Requirement
Give the number of lines in the listing that contain the string "church", and nothing else. Case counts.
>> BEGIN
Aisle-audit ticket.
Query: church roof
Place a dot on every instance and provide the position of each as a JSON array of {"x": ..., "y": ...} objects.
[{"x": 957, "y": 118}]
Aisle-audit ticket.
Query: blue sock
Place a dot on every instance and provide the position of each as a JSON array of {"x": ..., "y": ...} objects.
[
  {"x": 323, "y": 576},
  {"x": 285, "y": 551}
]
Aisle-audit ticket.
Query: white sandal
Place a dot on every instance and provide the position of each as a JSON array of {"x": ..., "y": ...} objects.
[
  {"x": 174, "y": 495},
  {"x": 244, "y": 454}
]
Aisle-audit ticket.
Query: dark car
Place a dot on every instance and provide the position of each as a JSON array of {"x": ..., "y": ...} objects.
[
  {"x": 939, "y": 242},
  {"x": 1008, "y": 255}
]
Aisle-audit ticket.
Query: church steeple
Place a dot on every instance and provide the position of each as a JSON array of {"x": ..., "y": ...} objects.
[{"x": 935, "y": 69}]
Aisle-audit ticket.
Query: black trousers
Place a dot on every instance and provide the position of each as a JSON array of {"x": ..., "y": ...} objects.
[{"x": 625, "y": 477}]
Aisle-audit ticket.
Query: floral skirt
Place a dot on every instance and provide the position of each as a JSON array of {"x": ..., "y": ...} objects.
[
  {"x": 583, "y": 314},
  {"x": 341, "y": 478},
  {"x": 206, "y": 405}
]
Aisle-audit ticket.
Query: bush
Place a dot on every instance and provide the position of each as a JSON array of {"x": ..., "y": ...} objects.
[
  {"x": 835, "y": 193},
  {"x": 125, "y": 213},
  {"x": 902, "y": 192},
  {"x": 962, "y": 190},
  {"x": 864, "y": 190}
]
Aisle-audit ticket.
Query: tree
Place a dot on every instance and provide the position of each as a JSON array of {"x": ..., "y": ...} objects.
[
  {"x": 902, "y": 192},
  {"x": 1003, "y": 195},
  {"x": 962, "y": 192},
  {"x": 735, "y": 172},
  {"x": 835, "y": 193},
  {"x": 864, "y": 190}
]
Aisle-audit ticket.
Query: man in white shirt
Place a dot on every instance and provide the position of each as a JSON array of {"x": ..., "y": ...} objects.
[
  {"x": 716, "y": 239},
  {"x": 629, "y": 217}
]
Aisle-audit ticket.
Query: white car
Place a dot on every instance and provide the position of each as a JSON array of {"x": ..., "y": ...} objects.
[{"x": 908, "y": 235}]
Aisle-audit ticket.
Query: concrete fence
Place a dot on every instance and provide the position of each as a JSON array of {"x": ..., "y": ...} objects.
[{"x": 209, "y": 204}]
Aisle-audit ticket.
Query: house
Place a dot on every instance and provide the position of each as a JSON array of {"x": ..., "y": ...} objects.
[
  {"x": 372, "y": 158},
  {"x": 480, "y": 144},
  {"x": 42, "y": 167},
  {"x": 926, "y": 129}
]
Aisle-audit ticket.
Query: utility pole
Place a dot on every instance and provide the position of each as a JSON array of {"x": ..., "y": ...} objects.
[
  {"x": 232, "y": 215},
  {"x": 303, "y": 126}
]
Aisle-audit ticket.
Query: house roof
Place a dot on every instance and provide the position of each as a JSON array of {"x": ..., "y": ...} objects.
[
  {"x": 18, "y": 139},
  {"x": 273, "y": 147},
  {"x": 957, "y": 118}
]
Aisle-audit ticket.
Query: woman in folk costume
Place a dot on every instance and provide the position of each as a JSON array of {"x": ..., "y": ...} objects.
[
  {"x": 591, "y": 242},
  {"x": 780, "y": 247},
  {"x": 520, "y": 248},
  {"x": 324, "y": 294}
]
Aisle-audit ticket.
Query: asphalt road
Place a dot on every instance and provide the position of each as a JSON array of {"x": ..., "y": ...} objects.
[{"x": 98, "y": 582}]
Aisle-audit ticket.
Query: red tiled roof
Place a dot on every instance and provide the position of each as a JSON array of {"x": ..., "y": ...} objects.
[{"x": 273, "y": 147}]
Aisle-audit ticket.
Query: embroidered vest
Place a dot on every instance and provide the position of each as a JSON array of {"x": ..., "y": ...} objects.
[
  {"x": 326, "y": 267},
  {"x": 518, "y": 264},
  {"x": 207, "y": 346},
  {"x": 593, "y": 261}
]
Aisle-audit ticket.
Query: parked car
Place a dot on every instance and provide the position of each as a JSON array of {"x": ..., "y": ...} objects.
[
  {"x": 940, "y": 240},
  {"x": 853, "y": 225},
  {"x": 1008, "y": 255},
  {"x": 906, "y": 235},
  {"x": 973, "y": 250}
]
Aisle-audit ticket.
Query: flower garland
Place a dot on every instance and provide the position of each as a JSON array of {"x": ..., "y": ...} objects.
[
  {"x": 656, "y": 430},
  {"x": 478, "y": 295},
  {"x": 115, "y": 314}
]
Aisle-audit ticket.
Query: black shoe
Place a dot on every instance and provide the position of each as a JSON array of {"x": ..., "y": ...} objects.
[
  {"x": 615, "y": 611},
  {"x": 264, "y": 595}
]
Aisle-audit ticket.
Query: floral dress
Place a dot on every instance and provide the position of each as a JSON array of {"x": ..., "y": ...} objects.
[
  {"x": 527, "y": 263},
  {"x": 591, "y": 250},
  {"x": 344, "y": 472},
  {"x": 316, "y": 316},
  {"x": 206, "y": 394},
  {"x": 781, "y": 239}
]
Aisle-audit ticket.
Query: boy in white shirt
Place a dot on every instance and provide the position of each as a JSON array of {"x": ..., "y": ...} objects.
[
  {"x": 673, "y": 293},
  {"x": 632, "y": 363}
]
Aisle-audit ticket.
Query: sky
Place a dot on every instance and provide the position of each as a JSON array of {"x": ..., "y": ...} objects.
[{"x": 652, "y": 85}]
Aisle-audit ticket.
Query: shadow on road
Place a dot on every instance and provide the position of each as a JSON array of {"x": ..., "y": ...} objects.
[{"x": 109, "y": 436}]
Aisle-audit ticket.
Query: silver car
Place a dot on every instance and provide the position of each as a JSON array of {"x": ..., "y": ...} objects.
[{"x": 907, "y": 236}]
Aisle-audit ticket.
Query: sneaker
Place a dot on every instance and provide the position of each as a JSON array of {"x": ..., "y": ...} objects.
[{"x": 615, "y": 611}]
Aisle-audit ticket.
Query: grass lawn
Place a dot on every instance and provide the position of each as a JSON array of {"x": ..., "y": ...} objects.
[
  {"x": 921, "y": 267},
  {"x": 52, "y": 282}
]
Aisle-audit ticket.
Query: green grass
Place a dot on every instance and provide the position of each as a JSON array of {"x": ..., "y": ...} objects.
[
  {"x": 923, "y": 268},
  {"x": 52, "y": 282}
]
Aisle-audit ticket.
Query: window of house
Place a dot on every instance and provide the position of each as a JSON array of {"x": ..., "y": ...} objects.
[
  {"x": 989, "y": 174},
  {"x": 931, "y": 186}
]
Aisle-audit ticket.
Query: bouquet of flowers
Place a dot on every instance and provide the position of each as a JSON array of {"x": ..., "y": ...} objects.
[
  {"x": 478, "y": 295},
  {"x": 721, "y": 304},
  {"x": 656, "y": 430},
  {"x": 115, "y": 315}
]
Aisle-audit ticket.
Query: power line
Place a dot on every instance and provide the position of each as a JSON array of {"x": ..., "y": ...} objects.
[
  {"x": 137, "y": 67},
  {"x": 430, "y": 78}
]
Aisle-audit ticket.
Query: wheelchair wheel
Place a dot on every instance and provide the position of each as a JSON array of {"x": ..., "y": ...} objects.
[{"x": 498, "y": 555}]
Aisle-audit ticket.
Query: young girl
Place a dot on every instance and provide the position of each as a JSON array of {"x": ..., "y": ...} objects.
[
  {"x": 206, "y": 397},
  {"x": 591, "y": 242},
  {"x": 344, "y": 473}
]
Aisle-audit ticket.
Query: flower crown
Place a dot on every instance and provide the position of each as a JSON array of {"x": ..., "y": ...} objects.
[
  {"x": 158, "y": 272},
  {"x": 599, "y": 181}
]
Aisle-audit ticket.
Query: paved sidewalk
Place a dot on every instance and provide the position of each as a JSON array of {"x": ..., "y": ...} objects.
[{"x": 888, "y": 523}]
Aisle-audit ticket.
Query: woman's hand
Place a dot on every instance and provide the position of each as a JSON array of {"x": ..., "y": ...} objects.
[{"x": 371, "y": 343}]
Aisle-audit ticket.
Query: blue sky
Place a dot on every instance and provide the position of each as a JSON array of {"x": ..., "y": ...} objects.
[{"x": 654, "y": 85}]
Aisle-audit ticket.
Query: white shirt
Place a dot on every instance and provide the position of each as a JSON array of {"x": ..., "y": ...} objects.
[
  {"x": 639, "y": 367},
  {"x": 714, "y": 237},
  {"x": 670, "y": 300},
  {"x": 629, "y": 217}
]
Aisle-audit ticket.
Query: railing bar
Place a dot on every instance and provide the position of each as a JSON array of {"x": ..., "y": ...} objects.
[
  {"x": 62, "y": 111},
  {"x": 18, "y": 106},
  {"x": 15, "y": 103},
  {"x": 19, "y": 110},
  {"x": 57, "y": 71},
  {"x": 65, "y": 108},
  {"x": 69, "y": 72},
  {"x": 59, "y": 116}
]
>> END
Task result
2